Extracted data records -
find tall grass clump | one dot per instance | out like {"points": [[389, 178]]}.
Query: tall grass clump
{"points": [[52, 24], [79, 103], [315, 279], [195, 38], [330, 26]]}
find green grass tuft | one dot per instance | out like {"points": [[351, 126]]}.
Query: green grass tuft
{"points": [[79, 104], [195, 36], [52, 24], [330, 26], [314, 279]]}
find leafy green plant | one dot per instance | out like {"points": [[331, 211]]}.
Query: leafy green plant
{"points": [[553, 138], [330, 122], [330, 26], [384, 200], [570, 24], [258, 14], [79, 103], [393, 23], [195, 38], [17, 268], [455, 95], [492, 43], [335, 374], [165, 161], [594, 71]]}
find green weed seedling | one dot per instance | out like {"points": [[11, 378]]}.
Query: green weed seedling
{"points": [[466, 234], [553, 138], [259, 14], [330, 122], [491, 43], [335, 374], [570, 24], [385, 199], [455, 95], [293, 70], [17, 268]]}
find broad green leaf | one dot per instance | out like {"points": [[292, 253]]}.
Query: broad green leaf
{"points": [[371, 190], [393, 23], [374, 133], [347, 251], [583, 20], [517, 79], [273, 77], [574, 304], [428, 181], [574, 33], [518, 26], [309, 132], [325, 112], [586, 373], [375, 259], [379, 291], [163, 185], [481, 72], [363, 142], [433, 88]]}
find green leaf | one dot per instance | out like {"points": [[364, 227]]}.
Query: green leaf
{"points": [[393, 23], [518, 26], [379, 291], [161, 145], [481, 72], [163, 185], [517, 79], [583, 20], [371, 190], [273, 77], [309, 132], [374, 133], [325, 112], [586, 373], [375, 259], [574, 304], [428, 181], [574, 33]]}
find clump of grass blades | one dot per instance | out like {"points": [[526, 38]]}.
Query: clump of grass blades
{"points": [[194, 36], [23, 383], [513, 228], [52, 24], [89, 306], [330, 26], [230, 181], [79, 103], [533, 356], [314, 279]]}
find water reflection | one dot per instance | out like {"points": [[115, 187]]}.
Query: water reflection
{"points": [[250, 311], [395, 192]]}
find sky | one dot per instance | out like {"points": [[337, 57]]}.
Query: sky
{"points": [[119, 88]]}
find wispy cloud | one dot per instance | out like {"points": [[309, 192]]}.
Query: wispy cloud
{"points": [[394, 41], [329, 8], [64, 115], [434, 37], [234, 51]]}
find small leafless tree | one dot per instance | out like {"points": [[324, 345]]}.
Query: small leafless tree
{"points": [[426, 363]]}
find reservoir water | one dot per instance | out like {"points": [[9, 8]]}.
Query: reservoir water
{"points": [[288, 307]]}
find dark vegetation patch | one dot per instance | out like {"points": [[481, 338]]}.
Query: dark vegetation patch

Short problem - Please reproduce all of the lines in these records word for word.

Response for this exercise -
find tall grass clump | one dot per instance | out like {"points": [[389, 178]]}.
Query: tall grass clump
{"points": [[52, 24], [79, 103], [315, 279], [195, 38], [330, 26]]}
find green grass tuft | one dot per instance | out like {"points": [[351, 126]]}.
Query: green grass tuft
{"points": [[79, 104], [195, 36], [52, 24], [330, 26], [314, 279]]}
find leafy green plant | one dot per instance | out like {"points": [[331, 211]]}.
Query: leafy green plant
{"points": [[553, 138], [330, 122], [330, 26], [384, 200], [570, 24], [258, 14], [79, 103], [393, 23], [195, 38], [17, 268], [455, 95], [492, 43], [335, 374], [165, 161], [594, 71]]}
find green weed seedling | one dot per instance | out like {"points": [[11, 378]]}.
Query: green weed seedling
{"points": [[466, 234], [553, 138], [259, 14], [330, 122], [491, 43], [335, 374], [570, 24], [385, 199], [455, 95], [293, 70], [17, 268]]}
find broad green leaf | one dot per instance | out like {"points": [[292, 253]]}.
Query: broad green leaf
{"points": [[371, 190], [393, 23], [374, 133], [347, 251], [583, 20], [517, 79], [273, 77], [574, 304], [428, 181], [574, 33], [518, 26], [309, 132], [325, 112], [586, 373], [375, 259], [379, 291], [163, 185], [481, 72], [363, 142], [433, 88]]}
find green leaf | one dot per instance | out like {"points": [[364, 227]]}.
Query: green leaf
{"points": [[393, 23], [518, 26], [379, 291], [161, 145], [481, 72], [163, 185], [517, 79], [583, 20], [371, 190], [273, 77], [309, 132], [374, 133], [325, 112], [586, 373], [375, 259], [574, 304], [428, 181], [574, 33]]}
find clump of grass blades | one dot per instance | out like {"points": [[526, 38]]}.
Query: clump of grass blades
{"points": [[194, 36], [23, 383], [513, 228], [52, 24], [89, 306], [330, 26], [230, 181], [79, 103], [533, 356], [314, 279]]}
find water reflection | one dot per instance | out like {"points": [[115, 187]]}.
Query: water reflection
{"points": [[250, 311], [395, 192]]}
find sky | one dot per instance | out like {"points": [[337, 57]]}.
Query: sky
{"points": [[119, 88]]}
find wispy cloud | one dot per instance | out like {"points": [[309, 192]]}.
Query: wispy cloud
{"points": [[394, 41], [329, 8], [64, 115], [434, 37], [234, 51]]}
find small leafless tree | one dot per instance | out like {"points": [[324, 345]]}.
Query: small leafless tree
{"points": [[426, 363]]}
find reservoir water | one dot per instance | out like {"points": [[9, 8]]}.
Query: reservoir water
{"points": [[288, 307]]}
find dark vegetation patch | one dot per instance | out like {"points": [[481, 338]]}.
Query: dark vegetation patch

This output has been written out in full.